(Dataset entries)
┄┄┄┄┄┄┄┄┄┄┄┄┄┄┄┄┄┄┄┄

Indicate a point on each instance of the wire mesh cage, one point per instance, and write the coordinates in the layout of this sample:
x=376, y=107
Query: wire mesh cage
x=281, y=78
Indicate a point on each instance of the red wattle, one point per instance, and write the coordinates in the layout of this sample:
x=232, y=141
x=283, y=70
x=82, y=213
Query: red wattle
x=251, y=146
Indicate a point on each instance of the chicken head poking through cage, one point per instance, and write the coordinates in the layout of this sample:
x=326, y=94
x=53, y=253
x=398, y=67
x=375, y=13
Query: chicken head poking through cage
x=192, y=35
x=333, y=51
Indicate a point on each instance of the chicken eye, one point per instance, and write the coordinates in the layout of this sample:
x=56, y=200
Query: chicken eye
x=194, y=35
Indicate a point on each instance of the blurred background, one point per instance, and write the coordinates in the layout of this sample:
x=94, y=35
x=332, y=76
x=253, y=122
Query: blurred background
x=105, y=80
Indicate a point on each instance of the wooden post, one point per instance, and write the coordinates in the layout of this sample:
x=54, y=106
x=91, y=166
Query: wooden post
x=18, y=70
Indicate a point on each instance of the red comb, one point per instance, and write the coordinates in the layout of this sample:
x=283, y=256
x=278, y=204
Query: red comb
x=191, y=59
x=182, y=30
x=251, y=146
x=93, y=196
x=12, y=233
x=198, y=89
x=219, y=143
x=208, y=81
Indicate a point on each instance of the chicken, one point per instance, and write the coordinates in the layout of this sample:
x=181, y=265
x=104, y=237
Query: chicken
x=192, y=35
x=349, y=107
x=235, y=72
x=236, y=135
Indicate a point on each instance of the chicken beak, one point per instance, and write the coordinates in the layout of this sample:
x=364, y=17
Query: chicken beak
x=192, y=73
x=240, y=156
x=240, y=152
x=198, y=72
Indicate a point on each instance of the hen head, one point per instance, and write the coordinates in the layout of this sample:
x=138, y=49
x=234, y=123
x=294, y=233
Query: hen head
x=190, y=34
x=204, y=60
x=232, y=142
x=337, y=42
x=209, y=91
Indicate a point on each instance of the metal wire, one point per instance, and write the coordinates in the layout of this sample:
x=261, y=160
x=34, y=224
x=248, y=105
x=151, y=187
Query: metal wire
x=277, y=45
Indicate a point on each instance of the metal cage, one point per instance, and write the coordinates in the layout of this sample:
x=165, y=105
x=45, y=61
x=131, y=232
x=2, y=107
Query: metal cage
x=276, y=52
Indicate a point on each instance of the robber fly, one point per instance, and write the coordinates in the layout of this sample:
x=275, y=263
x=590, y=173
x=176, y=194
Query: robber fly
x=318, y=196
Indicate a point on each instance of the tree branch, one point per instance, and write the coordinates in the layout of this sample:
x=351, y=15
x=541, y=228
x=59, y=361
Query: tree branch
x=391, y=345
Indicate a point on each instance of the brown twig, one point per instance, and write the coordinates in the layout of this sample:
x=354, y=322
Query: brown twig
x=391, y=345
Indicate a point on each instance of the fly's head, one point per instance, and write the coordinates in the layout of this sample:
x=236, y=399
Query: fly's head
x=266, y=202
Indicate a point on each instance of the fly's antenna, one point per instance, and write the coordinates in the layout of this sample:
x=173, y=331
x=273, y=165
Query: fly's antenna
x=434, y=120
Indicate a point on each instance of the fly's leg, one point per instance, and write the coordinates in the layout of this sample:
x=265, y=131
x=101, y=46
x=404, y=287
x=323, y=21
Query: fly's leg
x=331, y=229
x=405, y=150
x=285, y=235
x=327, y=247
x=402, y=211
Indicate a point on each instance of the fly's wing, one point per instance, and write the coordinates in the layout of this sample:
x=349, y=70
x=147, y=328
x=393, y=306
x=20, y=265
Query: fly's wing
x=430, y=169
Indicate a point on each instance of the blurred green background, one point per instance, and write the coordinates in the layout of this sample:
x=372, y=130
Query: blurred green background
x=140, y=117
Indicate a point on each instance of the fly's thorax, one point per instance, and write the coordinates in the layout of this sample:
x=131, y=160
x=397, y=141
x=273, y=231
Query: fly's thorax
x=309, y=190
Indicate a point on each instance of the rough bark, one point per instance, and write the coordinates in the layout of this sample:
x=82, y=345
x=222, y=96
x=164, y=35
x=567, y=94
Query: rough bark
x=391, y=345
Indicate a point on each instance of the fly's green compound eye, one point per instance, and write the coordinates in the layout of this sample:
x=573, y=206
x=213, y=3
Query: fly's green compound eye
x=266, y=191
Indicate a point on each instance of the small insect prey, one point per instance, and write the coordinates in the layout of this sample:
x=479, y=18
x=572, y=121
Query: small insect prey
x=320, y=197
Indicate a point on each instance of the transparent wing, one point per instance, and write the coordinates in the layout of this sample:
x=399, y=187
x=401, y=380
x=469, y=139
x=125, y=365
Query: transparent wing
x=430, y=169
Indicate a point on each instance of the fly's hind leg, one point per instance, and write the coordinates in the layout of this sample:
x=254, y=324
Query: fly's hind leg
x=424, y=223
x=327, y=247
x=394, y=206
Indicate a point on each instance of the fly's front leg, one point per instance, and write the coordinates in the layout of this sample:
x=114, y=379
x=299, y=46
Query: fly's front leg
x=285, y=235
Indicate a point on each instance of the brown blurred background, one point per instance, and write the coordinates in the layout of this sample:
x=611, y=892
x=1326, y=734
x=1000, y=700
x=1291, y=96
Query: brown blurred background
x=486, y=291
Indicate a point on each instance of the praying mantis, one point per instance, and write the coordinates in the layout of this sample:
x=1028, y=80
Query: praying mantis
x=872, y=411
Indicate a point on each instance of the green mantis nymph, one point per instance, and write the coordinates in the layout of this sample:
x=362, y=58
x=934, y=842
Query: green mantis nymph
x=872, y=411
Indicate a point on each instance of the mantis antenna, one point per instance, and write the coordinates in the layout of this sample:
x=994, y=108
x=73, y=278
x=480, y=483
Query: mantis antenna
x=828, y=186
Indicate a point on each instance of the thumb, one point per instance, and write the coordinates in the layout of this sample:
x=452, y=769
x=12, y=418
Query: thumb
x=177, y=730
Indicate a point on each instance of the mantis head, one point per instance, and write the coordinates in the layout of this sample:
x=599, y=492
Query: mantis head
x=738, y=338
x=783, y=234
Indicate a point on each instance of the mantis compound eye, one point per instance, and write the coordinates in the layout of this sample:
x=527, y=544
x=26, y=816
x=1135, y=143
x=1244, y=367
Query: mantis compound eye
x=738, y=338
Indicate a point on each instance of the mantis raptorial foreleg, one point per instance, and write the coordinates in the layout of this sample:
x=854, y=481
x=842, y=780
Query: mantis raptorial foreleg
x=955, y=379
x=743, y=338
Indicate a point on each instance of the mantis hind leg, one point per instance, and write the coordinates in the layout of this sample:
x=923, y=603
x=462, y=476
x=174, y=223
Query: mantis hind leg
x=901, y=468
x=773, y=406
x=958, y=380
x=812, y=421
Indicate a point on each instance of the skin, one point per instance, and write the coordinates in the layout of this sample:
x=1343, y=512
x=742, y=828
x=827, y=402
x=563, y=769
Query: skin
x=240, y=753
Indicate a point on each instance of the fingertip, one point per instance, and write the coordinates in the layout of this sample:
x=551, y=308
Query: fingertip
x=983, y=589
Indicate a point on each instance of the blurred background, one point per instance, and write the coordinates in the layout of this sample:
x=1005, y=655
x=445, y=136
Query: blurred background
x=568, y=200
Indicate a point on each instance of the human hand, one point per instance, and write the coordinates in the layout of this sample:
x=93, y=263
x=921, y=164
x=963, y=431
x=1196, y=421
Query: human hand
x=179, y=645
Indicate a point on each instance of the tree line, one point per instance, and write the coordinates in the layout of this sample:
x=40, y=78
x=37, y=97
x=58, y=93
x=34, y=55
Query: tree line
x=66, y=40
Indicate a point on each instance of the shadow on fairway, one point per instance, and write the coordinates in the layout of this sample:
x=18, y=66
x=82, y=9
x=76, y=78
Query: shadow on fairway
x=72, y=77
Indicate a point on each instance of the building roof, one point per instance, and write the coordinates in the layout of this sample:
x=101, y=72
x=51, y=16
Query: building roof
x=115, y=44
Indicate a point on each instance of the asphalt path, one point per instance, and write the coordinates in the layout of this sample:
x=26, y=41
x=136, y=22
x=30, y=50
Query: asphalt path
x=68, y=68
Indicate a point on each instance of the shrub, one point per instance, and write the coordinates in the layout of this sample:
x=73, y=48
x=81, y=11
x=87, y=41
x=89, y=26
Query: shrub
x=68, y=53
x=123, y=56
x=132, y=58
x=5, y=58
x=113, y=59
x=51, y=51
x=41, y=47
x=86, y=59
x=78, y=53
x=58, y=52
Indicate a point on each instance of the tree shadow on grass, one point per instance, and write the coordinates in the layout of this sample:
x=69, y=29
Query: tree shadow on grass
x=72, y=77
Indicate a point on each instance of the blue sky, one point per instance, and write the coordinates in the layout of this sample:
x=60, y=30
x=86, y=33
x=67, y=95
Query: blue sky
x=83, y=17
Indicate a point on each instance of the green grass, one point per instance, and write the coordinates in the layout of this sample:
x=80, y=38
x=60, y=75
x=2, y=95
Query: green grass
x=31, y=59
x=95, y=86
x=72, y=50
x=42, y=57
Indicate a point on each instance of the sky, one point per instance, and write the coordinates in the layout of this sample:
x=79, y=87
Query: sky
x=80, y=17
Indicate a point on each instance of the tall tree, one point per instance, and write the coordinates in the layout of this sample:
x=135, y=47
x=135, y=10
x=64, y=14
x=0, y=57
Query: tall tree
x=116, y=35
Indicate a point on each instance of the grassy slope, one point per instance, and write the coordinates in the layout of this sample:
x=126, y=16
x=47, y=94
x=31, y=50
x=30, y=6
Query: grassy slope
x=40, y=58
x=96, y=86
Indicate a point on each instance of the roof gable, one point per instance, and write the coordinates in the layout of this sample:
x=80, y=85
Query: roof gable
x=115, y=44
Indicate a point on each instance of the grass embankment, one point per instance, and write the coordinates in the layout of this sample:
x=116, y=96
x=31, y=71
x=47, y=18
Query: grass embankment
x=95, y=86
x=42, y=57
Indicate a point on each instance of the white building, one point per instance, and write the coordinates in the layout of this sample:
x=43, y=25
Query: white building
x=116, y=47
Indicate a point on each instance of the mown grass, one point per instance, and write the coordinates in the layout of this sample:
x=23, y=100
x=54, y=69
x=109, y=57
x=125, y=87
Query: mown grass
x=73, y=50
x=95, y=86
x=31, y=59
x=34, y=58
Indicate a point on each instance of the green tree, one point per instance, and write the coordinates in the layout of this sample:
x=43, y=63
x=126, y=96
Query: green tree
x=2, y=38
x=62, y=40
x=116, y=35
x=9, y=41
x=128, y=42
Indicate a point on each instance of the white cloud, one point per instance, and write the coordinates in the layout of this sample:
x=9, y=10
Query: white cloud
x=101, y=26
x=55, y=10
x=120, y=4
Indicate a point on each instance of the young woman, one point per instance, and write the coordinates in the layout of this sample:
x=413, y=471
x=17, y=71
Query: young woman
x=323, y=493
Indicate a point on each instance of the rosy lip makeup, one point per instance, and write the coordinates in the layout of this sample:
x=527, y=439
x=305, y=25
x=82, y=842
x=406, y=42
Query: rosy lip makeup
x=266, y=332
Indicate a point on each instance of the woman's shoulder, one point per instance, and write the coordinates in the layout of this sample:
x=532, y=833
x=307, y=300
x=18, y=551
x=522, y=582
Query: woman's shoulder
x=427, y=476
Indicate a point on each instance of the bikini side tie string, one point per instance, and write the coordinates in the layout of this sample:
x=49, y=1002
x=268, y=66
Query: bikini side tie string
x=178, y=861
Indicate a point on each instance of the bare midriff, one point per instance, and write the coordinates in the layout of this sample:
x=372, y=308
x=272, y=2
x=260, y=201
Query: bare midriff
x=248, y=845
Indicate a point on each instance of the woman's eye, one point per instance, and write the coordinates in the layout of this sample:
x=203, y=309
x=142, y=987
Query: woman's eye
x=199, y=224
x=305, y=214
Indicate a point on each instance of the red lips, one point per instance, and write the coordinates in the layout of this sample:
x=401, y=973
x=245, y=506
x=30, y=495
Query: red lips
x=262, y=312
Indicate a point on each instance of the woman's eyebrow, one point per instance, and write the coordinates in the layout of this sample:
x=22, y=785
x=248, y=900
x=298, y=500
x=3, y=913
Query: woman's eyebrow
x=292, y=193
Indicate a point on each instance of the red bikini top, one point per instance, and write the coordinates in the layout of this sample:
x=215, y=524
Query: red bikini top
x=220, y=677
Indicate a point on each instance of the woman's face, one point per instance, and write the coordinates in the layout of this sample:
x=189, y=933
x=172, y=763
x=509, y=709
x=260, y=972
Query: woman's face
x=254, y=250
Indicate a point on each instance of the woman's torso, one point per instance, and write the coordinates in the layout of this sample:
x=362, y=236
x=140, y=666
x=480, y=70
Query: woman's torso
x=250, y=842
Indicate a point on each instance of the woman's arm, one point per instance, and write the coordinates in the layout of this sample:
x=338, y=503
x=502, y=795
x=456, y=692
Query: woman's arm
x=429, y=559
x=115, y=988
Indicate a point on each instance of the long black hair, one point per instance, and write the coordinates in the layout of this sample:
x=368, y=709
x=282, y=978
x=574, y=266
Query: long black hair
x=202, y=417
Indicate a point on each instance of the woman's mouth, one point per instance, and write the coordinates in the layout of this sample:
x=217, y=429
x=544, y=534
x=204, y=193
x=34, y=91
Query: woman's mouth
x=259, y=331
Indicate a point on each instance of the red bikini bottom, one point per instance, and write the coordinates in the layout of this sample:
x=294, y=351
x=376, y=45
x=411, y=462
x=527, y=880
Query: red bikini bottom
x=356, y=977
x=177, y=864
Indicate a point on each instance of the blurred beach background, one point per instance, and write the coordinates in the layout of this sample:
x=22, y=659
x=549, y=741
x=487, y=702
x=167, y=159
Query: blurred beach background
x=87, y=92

┄┄┄┄┄┄┄┄┄┄┄┄┄┄┄┄┄┄┄┄

Exercise details |
When you reach the line with "Indicate a point on each instance of the rosy" in the records above, start writing out lines exactly, and stop once the line with "x=260, y=201" has been written; include nothing else.

Answer |
Indicate a point on each instance of the rosy lip makeup, one point per instance, and write the coordinates in the layout of this sample:
x=527, y=439
x=305, y=25
x=82, y=842
x=406, y=42
Query: rosy lip makeup
x=266, y=332
Indicate a point on each instance of the woman's shoulder, one point per instance, and write the coordinates in the layout of this sample:
x=532, y=833
x=307, y=300
x=18, y=551
x=522, y=582
Query: woman's shoulder
x=427, y=476
Indicate a point on each instance of the bikini side tie string, one point per instance, and write the coordinates in the layout of this sample:
x=49, y=1002
x=268, y=66
Query: bikini side tie string
x=178, y=861
Indicate a point on each instance of the bare midriff, one point per instance, and write the coordinates in the layout of this sample:
x=372, y=308
x=272, y=2
x=260, y=201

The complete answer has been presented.